Try it:
From the data below, report how many lines contain the word "banner", giving the number and nothing else.

Dataset extract:
━━━

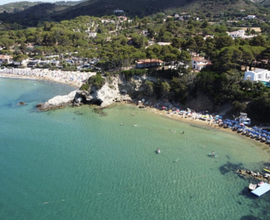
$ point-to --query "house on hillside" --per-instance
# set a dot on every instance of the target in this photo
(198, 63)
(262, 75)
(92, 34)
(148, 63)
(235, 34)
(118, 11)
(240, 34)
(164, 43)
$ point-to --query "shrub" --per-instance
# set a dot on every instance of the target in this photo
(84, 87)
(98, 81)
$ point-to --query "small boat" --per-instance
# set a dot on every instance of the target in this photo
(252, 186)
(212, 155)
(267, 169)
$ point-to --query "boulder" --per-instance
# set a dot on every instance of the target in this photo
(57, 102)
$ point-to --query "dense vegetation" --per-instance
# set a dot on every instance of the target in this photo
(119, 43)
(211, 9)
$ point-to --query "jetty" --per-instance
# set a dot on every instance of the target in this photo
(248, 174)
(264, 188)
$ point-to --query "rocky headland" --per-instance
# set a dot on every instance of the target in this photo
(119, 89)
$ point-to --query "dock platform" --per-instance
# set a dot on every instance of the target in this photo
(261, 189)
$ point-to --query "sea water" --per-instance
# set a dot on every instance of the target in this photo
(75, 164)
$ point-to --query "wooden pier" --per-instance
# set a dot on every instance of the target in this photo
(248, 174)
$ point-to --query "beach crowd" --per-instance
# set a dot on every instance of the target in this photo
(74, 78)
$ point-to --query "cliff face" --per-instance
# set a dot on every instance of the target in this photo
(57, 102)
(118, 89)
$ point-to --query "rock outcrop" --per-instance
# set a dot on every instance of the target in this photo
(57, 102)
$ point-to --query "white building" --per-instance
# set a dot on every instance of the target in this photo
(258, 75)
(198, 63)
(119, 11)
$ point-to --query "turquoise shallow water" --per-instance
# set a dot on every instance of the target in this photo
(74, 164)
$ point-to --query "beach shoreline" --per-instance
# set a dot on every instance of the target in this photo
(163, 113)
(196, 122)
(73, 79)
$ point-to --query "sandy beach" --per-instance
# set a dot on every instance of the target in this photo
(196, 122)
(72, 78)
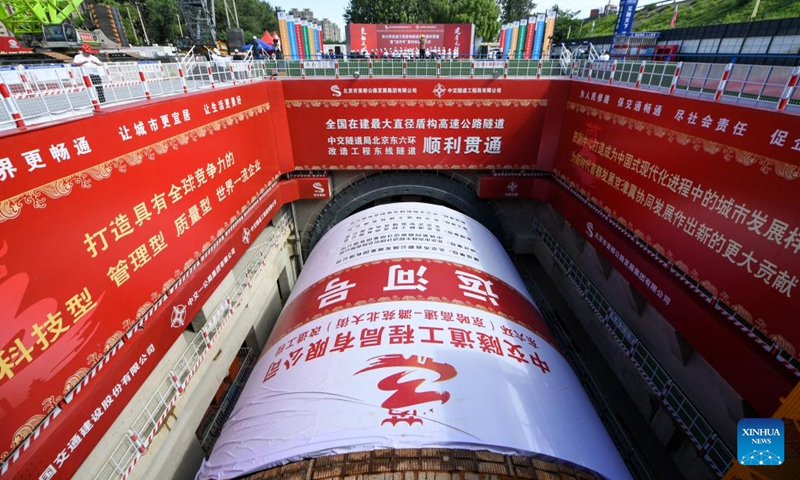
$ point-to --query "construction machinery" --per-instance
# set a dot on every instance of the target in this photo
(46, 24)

━━━

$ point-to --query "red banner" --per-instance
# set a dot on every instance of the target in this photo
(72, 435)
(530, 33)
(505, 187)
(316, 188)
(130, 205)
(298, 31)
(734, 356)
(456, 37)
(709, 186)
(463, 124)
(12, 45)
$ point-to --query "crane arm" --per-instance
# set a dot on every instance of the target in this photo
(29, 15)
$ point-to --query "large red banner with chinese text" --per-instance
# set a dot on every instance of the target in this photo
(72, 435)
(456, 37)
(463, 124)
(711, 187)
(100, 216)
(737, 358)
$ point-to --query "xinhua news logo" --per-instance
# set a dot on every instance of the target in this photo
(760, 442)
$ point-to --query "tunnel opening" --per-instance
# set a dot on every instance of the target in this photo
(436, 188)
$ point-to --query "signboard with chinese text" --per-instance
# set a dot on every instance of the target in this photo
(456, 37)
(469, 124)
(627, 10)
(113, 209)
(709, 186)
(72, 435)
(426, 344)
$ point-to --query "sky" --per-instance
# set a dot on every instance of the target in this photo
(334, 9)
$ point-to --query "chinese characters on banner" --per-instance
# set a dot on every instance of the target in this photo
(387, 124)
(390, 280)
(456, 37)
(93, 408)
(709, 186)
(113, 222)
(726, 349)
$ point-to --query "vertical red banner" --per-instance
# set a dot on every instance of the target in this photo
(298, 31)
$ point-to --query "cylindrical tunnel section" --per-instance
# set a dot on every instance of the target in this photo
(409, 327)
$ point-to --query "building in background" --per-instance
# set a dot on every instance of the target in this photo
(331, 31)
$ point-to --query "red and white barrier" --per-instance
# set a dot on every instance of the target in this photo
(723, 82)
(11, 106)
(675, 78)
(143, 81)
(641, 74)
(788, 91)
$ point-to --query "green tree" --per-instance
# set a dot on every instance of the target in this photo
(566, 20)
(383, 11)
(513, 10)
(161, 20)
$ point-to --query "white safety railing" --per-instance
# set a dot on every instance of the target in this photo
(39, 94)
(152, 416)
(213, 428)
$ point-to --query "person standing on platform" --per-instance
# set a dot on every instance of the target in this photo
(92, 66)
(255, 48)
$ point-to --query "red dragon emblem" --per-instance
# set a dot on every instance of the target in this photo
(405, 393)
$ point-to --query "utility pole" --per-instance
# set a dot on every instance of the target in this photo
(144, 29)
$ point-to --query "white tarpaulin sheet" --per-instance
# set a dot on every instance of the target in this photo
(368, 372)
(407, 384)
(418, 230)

━━━

Output:
4